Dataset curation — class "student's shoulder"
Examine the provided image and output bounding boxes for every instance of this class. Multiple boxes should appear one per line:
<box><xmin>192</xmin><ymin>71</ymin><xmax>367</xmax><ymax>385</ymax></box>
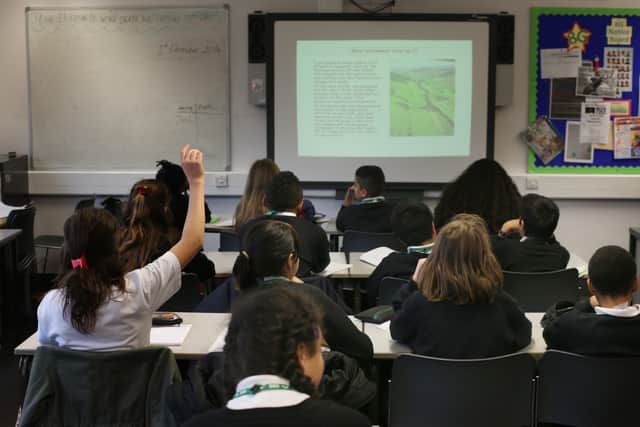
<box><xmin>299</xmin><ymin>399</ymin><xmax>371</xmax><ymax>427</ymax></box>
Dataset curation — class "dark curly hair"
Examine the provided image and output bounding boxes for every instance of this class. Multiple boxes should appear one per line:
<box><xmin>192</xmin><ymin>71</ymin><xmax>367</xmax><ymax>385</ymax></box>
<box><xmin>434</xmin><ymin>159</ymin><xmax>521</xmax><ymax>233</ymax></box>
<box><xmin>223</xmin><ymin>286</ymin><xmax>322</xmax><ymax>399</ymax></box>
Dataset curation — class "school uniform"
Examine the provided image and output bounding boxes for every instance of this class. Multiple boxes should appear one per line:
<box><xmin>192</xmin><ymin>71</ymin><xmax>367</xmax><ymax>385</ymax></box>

==

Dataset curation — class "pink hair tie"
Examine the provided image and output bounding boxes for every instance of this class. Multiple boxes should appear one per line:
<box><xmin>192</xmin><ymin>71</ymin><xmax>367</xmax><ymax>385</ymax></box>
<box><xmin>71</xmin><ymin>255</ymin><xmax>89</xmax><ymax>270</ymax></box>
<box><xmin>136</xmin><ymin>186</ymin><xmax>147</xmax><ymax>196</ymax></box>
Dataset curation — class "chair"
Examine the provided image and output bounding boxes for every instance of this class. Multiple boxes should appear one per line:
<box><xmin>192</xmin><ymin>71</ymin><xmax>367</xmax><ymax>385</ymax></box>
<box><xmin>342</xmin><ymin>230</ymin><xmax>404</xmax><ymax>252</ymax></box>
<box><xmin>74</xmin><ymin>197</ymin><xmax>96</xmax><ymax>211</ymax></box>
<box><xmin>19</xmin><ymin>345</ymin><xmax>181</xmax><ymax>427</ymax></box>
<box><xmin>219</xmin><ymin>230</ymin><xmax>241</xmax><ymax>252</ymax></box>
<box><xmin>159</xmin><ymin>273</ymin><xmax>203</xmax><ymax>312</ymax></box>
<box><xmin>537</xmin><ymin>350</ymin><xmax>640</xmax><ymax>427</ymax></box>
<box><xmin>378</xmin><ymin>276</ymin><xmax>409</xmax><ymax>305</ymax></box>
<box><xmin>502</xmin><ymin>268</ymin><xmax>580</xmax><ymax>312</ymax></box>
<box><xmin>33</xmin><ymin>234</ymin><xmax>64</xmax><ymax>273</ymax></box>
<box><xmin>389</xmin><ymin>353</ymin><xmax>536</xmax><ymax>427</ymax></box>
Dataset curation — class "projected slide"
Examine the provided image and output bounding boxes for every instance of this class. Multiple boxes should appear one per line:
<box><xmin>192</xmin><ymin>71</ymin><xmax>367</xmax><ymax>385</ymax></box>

==

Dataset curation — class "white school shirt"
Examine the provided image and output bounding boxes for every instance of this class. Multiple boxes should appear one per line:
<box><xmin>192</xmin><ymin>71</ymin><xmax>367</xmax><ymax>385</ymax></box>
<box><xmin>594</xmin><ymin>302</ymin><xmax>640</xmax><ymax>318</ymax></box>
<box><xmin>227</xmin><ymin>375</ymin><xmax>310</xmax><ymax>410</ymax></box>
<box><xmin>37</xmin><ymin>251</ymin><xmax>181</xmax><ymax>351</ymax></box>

§ TRY IT
Filter the records for lines holding the string "curation". Copy each one.

§ EXERCISE SOLUTION
Dataset curation — class "student's shoulder"
Dataset curation — class "dark curly hair"
Dataset curation — class "school uniform"
Dataset curation — class "pink hair tie"
Dataset curation — class "chair"
Dataset curation — class "projected slide"
Dataset curation — class "white school shirt"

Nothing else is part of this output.